▶ _PROBLEM SET_:
(A) According to the excerpt on 3D PDF, what makes 3D PDF-based assembly planning at KHS more efficient? Answer in one to three sentences.
(B) Copy the part of the excerpt on 3D PDF starting at "Timo Trautmann from" and ending at "considerable time savings.".
(C) In the excerpt on 3D PDF, what does INSYS MICROELECTRONICS manufacture?

Timo Trautmann from PROSTEP used additional practical application examples to illustrate the data-related potential that can be exploited using 3D PDF. KHS, a manufacturer of filling and packaging systems, for example, expects 3D PDF-based assembly planning to result in considerable time savings.
Thanks to a database containing the most common assembly activities, costs and times, it enables not only more efficient and, more importantly, earlier planning but also the automatic derivation of assembly instructions in multiple languages. In addition, individual assembly steps can be animated interactively and displayed using the standard Acrobat Reader.
New possibilities in the web
In one of the two live demonstrations, Andreas Vogel from Theorie3.De showed how easy it is to animate 3D PDF documents or embedded 3D models using 3D PDF Pro to create virtual assembly instructions. In the second demonstration, Timo Trautmann used the example of a service content portal to show how 3D spare parts catalogs can be published in the web in HTML5 format. The portal now also gives service engineers the option of entering comments that are linked to the HTML5 file and stored on a cloud server. As Trautmann pointed out, this is a lean solution that does not require a separate database.
PROSTEP will continue to develop the functionality of its 3D PDF-based service content solutions. The roadmap envisages, for example, the capability to enrich the maintenance portal with sensor data gathered during operation in order to provide support for digital twin applications. Kristian Haizmann from INSYS MICROELECTRONICS explained to the participants how integration in the real world of production will be implemented. The company manufactures routers for industrial data communication in which the digital twin can be mapped in order to support predictive maintenance by evaluating sensor data locally (edge computing) for example.
The basic PDF technology itself is also evolving, as Ulrich Isermeyer from Adobe Systems illustrated in his presentation. Adobe now makes key features and workflows such as the annotation and signature of (scanned) PDF documents available in the cloud. PDF documents can also be displayed better on mobile devices. Liquid PDF ensures that they are converted to HTML5 format for display in Adobe Reader.
In the Worldcafé, the participants discussed fundamental questions such as the future of the documents and the purpose of 3D in the service department. Regardless of the technology employed, the use of 3D information in the service department often fails due to the companies’ lack of resources and the users’ lack of know-how when it comes to data preparation, concluded Andreas Vogel. Peter Pfalzgraf from PROSTEP summarized the results of his panel discussion as follows: “As long as the 3D master is not yet complete, documents will still be needed. They play a key role for archiving in particular.”

▶ _DATASET CONTENT_:
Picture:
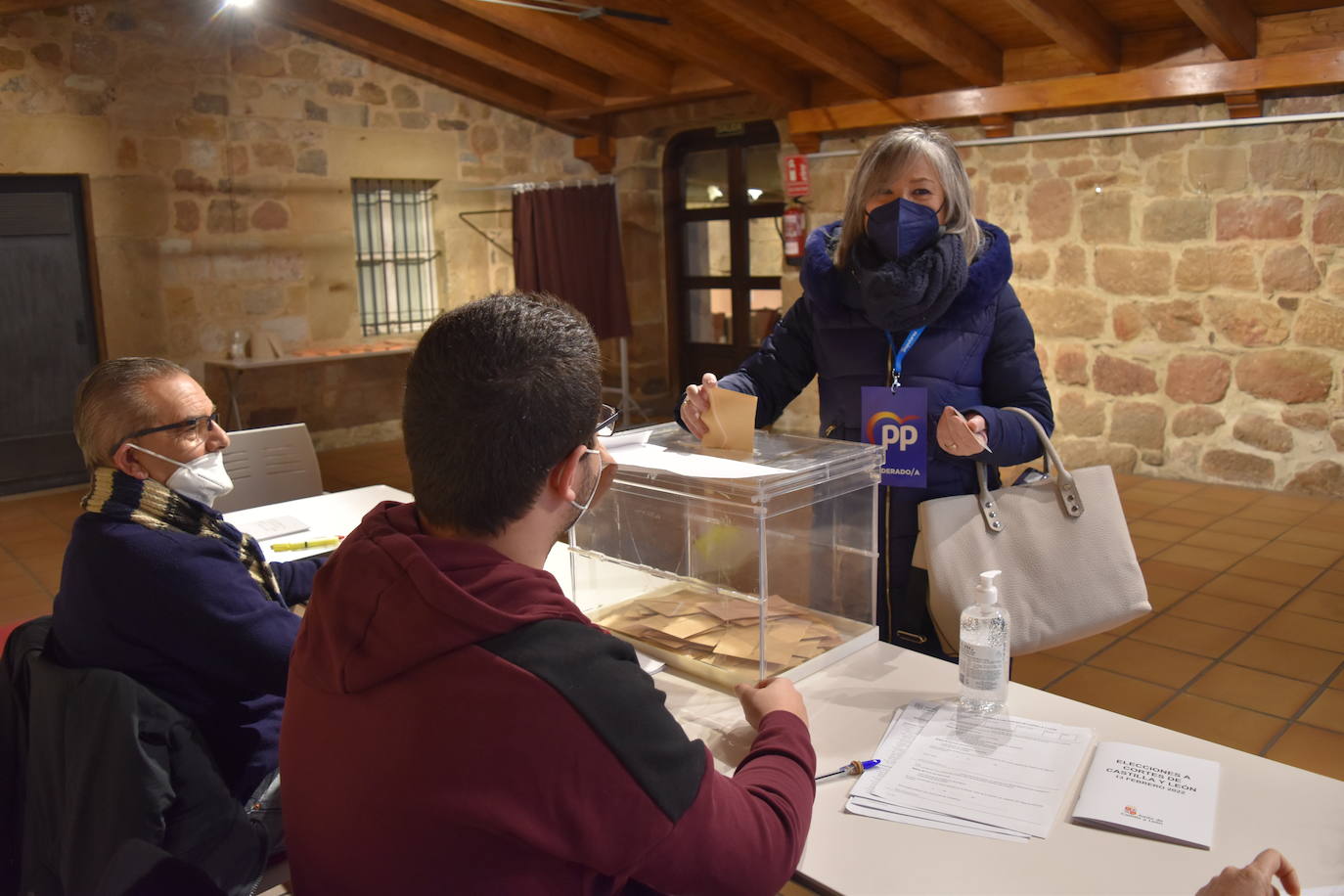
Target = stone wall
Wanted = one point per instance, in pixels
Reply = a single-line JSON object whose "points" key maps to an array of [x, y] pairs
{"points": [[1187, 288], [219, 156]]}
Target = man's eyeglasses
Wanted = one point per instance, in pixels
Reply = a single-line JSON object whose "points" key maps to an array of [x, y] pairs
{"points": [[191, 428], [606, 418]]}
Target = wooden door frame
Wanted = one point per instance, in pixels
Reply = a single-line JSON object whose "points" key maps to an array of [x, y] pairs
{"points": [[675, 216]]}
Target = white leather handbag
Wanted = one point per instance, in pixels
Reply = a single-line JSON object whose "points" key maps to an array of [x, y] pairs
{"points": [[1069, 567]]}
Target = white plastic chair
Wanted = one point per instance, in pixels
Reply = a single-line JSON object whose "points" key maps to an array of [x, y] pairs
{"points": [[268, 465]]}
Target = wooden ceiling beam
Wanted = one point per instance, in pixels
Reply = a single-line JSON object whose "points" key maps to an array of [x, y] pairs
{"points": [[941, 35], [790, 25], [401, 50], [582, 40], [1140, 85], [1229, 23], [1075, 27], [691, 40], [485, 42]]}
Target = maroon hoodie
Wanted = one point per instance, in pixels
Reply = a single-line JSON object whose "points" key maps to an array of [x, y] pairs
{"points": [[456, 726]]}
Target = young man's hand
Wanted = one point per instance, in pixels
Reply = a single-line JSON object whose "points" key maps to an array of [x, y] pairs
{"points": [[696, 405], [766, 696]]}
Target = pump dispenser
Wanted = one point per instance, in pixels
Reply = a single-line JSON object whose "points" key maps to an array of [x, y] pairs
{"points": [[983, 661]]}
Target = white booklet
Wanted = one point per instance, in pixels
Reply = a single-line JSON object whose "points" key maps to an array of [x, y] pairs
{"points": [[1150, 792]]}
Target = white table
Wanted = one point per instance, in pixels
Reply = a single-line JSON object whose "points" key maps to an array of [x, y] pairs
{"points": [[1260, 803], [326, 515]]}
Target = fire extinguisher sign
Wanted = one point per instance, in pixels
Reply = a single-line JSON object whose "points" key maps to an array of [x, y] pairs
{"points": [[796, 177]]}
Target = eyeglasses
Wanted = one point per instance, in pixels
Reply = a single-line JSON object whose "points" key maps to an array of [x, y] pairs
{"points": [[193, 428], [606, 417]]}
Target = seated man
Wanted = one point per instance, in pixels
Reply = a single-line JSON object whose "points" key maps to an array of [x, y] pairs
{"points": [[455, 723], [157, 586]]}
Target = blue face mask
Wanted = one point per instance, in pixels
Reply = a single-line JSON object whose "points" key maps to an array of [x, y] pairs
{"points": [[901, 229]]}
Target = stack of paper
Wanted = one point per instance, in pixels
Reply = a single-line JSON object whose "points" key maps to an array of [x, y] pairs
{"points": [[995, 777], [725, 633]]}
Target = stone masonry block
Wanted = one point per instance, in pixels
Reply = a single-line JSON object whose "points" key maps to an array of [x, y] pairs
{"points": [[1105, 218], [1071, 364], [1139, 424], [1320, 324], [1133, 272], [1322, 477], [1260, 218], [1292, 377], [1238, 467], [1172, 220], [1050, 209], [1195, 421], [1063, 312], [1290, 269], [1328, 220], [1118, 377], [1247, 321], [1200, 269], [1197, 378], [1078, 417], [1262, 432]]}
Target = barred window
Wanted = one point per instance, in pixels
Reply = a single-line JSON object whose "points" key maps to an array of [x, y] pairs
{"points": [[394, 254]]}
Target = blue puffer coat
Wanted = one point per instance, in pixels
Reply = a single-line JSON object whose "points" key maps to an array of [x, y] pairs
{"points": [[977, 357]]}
...
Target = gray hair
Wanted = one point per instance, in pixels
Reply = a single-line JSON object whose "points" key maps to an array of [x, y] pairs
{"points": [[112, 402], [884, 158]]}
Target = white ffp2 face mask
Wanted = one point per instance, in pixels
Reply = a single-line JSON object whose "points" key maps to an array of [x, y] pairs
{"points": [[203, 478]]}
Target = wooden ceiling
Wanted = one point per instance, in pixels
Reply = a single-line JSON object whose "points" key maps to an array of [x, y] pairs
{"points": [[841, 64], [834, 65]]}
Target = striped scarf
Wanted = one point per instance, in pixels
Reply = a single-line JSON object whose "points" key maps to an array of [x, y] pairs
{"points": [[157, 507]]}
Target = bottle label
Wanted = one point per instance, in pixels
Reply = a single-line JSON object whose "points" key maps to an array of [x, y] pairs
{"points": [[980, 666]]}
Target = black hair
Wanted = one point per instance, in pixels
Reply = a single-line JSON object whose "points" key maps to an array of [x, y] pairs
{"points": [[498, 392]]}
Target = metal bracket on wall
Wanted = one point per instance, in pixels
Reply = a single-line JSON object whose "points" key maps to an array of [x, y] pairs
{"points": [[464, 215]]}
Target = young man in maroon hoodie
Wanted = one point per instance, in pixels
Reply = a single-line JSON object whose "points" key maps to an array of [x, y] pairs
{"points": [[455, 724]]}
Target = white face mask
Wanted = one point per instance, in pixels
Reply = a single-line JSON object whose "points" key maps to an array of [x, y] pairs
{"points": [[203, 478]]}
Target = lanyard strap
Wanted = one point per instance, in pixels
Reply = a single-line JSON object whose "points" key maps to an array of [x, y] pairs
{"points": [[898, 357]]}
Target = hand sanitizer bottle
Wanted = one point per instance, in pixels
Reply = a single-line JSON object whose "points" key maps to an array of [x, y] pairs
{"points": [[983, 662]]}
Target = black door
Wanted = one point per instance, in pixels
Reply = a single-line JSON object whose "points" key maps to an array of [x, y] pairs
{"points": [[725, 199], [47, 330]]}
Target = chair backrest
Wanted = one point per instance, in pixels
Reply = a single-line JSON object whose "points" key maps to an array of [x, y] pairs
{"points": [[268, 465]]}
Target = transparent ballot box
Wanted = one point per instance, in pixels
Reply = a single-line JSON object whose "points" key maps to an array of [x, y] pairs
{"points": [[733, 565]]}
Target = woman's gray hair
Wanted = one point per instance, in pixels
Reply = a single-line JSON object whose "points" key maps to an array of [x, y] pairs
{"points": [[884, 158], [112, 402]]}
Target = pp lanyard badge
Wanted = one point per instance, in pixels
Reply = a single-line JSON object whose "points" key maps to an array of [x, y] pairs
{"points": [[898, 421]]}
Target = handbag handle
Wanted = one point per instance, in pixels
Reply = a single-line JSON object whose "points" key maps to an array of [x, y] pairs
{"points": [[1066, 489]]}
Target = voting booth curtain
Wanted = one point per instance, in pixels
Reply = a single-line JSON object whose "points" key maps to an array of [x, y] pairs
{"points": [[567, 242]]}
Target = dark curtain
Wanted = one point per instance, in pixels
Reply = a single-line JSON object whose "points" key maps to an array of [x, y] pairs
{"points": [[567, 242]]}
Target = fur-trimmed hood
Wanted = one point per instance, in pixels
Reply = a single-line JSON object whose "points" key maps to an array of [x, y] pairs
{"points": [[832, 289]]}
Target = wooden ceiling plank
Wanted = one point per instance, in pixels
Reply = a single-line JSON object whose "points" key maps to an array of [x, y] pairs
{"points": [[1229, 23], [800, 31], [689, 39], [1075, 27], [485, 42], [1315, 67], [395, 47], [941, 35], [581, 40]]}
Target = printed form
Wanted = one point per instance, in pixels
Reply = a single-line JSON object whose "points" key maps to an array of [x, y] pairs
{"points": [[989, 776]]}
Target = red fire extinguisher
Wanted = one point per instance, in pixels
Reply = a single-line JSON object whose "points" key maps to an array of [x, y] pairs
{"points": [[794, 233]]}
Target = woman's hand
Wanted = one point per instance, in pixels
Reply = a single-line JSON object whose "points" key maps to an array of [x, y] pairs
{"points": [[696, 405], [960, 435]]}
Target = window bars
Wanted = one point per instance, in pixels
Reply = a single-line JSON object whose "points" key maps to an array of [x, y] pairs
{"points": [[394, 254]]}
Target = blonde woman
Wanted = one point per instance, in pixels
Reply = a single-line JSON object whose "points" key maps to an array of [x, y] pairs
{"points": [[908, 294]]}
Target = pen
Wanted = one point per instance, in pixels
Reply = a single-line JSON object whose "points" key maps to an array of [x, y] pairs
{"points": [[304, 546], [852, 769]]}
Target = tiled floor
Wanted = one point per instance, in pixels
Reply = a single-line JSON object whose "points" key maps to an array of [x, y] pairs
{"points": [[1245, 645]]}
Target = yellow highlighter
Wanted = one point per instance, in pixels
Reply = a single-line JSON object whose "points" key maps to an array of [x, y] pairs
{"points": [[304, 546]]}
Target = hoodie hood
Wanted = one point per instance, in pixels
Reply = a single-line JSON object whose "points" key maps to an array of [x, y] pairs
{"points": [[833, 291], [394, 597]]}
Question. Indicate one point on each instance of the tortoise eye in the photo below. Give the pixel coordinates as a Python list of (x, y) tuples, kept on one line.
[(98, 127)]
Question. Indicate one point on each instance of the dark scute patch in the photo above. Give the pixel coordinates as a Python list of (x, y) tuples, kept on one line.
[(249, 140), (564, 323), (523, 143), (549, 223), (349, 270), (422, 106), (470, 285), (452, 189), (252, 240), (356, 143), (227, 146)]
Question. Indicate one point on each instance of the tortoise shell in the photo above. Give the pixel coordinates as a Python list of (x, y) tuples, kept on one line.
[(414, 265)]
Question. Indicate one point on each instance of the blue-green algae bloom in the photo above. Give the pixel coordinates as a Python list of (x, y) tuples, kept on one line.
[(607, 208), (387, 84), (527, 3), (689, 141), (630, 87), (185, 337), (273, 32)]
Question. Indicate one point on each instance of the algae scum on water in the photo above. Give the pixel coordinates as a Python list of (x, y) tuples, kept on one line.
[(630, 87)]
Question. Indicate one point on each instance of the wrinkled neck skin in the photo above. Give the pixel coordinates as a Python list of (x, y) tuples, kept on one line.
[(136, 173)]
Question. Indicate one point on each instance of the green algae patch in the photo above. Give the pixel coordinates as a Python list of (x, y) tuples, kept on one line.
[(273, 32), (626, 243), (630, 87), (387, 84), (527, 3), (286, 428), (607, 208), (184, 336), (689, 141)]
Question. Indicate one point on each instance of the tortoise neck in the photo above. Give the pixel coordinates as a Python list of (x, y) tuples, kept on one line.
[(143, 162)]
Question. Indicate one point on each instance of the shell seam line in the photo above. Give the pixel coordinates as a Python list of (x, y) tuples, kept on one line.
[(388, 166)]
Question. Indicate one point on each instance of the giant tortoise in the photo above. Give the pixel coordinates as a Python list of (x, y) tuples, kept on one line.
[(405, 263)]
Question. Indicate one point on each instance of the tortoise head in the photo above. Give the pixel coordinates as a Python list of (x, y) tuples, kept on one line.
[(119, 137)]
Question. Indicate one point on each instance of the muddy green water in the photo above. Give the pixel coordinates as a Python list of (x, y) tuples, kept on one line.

▶ _SOLUTION SET_:
(A) A database holds the most common assembly activities, costs and times. This makes planning more efficient and earlier. It also lets assembly instructions be derived automatically in multiple languages.

(B)
Timo Trautmann from PROSTEP used additional practical application examples to illustrate the data-related potential that can be exploited using 3D PDF. KHS, a manufacturer of filling and packaging systems, for example, expects 3D PDF-based assembly planning to result in considerable time savings.

(C) It manufactures routers for industrial data communication.